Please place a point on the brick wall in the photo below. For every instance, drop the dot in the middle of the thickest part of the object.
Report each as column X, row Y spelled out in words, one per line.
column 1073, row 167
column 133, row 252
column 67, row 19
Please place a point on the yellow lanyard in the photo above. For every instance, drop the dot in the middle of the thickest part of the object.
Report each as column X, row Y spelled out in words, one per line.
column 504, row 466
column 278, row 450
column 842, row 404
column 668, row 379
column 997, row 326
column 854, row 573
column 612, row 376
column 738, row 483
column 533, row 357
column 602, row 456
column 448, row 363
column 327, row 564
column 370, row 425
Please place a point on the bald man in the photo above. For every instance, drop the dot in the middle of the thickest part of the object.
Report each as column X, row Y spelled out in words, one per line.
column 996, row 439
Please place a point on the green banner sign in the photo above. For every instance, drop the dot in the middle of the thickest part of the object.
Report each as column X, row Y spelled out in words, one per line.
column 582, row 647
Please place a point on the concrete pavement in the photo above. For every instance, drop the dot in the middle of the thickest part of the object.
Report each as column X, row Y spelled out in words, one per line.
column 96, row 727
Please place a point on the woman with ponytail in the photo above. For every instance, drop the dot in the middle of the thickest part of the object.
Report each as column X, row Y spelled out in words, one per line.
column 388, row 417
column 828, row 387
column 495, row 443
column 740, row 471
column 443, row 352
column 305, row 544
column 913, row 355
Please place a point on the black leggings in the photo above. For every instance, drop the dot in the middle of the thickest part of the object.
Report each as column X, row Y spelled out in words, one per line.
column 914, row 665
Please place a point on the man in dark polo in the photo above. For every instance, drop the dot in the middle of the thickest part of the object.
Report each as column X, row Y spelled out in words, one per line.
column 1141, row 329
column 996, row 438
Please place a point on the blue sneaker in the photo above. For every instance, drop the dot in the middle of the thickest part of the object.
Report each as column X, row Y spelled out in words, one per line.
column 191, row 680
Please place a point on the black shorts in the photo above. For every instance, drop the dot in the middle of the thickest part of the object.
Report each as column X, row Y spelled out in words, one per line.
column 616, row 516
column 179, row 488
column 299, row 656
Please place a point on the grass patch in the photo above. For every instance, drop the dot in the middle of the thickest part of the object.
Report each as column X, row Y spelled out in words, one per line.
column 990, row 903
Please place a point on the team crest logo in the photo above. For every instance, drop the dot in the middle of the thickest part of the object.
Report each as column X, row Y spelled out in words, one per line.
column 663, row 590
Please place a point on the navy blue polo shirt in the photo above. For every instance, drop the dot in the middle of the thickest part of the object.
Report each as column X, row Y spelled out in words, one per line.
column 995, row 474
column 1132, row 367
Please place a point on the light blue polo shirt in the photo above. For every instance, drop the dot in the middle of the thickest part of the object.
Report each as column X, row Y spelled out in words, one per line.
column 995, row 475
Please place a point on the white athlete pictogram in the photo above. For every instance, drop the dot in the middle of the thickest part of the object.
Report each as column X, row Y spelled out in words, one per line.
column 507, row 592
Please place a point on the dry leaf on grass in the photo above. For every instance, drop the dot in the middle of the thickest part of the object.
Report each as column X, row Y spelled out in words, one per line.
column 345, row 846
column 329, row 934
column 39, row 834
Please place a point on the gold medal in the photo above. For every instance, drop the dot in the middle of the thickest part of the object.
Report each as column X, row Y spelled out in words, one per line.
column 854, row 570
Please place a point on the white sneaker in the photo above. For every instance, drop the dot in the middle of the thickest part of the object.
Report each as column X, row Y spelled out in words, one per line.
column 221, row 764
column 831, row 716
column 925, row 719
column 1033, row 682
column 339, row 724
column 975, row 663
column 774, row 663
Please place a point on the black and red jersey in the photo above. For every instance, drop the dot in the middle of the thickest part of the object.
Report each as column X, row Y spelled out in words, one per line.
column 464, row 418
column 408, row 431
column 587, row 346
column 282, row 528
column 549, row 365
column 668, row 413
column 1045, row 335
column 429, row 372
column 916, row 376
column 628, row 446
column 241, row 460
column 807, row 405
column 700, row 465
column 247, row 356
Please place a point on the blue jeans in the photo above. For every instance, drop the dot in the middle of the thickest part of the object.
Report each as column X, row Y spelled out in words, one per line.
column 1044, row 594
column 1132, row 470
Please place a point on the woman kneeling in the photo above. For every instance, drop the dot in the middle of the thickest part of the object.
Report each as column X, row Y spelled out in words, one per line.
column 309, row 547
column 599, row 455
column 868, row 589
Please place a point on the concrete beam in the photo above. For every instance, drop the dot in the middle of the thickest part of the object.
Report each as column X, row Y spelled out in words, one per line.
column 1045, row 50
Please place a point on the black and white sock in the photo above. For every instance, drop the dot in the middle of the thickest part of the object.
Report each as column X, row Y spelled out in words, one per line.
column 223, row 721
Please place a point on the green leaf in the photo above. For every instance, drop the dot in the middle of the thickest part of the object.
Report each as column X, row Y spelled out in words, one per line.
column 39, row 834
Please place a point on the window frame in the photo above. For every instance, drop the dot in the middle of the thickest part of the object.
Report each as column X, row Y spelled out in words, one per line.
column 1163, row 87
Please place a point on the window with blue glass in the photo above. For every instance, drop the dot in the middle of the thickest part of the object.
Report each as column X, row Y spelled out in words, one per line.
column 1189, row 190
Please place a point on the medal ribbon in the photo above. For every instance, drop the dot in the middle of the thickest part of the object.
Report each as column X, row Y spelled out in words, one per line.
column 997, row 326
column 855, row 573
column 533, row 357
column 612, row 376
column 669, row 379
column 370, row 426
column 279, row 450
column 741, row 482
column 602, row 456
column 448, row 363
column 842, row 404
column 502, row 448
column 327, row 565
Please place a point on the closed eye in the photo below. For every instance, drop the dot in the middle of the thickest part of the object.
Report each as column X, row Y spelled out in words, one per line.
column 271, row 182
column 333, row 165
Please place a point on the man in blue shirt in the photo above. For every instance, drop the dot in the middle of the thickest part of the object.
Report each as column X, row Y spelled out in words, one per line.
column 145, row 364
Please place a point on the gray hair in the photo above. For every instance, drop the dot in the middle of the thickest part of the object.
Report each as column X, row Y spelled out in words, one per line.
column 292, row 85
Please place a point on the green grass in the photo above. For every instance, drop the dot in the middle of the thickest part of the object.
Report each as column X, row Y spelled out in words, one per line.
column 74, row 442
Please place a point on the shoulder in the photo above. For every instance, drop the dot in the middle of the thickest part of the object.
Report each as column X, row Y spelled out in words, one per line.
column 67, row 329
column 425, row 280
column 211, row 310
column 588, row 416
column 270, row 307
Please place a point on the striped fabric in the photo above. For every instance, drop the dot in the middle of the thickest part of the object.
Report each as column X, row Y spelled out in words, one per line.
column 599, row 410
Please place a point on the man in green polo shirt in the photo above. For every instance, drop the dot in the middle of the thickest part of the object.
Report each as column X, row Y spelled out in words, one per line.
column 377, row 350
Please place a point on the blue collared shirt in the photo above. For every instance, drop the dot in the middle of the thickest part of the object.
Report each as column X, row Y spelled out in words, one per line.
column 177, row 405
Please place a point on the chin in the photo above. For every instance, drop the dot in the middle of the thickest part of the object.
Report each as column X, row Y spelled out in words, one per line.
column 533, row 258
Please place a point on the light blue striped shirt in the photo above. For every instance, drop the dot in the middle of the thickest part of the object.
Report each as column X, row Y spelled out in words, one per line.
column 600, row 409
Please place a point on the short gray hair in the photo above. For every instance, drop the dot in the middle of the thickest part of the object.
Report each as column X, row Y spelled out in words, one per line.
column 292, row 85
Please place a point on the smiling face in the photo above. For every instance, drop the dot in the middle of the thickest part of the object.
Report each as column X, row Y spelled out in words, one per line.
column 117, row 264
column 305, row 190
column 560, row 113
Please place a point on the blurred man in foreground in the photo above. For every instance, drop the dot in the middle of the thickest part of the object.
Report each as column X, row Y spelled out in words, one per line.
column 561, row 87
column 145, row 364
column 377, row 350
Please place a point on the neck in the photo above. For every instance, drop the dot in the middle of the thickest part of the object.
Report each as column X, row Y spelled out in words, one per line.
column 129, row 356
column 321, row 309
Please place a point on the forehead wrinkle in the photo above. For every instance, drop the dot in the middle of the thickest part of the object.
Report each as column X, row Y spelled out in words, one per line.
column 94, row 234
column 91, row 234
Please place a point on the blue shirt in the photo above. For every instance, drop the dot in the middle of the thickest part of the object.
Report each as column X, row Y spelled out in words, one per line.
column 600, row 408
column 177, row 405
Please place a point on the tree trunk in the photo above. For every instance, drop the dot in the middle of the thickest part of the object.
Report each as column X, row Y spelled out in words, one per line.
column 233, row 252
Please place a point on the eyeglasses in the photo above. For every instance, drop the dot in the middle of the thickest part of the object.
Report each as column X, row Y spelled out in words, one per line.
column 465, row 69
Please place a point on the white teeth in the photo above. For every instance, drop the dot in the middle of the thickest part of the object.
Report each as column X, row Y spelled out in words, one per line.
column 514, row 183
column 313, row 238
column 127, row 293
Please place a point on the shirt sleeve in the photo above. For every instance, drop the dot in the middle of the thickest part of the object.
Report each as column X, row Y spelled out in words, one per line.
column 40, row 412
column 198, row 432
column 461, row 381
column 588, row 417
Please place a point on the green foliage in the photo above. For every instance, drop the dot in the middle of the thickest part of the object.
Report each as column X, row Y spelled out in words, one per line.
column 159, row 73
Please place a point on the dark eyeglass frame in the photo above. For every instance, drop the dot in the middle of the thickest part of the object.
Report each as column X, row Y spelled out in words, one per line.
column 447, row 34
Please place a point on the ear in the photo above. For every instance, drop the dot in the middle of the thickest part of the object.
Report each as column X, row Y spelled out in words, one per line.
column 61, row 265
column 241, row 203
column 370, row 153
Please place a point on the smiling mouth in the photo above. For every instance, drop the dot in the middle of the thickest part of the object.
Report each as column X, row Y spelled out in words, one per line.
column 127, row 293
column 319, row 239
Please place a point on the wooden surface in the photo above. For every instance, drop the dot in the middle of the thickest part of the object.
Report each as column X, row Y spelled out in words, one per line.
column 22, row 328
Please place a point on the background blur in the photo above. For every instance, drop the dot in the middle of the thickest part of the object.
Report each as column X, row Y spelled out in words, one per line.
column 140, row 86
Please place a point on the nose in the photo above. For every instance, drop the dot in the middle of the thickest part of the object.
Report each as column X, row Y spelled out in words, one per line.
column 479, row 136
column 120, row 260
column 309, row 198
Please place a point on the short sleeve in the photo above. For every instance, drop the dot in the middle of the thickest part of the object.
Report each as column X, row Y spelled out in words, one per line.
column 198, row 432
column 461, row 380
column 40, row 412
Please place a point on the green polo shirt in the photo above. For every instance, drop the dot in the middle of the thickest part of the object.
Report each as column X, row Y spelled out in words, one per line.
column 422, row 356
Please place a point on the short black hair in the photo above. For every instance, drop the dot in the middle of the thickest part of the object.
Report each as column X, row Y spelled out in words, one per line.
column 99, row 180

■ What to produce
Put the lines from the beginning of the items through the line containing "column 67, row 19", inclusive, into a JSON list of strings, one string per line, leaving out any blank lines.

■ Correct output
[
  "Please place a point on the brick wall in the photo below. For every instance, drop the dot in the middle of the thickest part of the object.",
  "Report each as column X, row Y spelled out in words, one per line.",
  "column 1073, row 167",
  "column 133, row 252",
  "column 67, row 19"
]